#### STATED TASK 1:
Translate this sentence from the wedding-traditions transcript into Spanish: "In a tradition known as Baumstamm sägen, the couple will symbolize their future life of facing obstacles together."
#### STATED TASK 2:
Return the stretch of the wedding-traditions transcript from "Southwick: Yeah..." through "to the bathroom.", copied without any changes.

#### PASSAGE PROVIDED:
----

Brokamp: I'm ready. Are you ready?
Gates: Sure!
Brokamp: Chamber pot.
Southwick: What do you say, Sean?
Gates: That's what I was going to say.
Southwick: You're right, a chamber pot! By the way, it is typically an unused, new chamber pot.
Brokamp: Well, that's nice!
Southwick: Yes. And the tradition has evolved so that more commonly it's just a soup of chocolate floating in champagne.
Brokamp: In a chamber pot.
Gates: If it's a second marriage is it an unused chamber pot?
Southwick: You want a new one. Put that on the registry. The ritual is meant to supply the bride and groom with the energy they need for the wedding night, of course.
Brokamp: Yes.
Southwick: Now we're French. Germany! A people known for their passionate displays of love.
Brokamp: Ja!
Southwick: In a tradition known as Baumstamm sägen, the couple will symbolize their future life of facing obstacles together. They have to join forces to do what to a log in front of the wedding guests?
Brokamp: Do they beat it until a present comes out just like they do at Christmas in...was it Spain?
Southwick: Yeah...
Gates: I would have said saw.
Southwick: Yes, they saw it in half. All right, let's go to Borneo to an ancient tradition. If you're a member of the Tidong tribe, for three days after your wedding you share a house with your spouse and both of you are forbidden to do what?
Brokamp: Take a shower.
Gates: Saw a log?
Southwick: The answer is go to the bathroom.
Brokamp: What?

----

#### INFORMATION PROVIDED:
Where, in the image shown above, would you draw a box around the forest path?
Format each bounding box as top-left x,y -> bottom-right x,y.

----

#### FULL RESPONSE 1:
En una tradición conocida como Baumstamm sägen, la pareja simbolizará su vida futura enfrentando juntos los obstáculos.

#### FULL RESPONSE 2:
Southwick: Yeah...
Gates: I would have said saw.
Southwick: Yes, they saw it in half. All right, let's go to Borneo to an ancient tradition. If you're a member of the Tidong tribe, for three days after your wedding you share a house with your spouse and both of you are forbidden to do what?
Brokamp: Take a shower.
Gates: Saw a log?
Southwick: The answer is go to the bathroom.